§ **PROBLEM**:
Where a line of the data below has the string "target", copy that line.
** Opening INFORMATION SUPPLIED block **
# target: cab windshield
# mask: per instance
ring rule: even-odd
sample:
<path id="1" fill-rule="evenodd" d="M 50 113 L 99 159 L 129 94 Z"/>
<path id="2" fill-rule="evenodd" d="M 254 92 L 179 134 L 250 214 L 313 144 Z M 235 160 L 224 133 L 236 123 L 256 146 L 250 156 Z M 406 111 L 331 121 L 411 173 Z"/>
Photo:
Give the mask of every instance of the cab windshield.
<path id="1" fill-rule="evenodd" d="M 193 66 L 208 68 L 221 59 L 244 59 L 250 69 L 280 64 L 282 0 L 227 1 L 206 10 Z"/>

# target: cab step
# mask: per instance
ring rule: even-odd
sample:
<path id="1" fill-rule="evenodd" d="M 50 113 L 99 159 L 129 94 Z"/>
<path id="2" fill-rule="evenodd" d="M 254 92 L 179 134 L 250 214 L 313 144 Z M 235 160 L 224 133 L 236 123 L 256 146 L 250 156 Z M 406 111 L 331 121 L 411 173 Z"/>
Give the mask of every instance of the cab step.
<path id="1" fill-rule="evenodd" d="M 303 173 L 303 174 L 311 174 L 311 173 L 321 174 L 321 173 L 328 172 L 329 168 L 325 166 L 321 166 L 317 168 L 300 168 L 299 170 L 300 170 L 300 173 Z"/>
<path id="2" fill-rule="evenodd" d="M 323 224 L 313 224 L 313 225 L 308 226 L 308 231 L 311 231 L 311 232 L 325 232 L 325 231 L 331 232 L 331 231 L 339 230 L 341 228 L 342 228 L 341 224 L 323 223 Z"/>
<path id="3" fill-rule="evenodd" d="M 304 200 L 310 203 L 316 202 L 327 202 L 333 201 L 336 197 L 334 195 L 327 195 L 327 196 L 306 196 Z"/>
** Closing INFORMATION SUPPLIED block **
§ **RESULT BELOW**:
# target: cab windshield
# target: cab step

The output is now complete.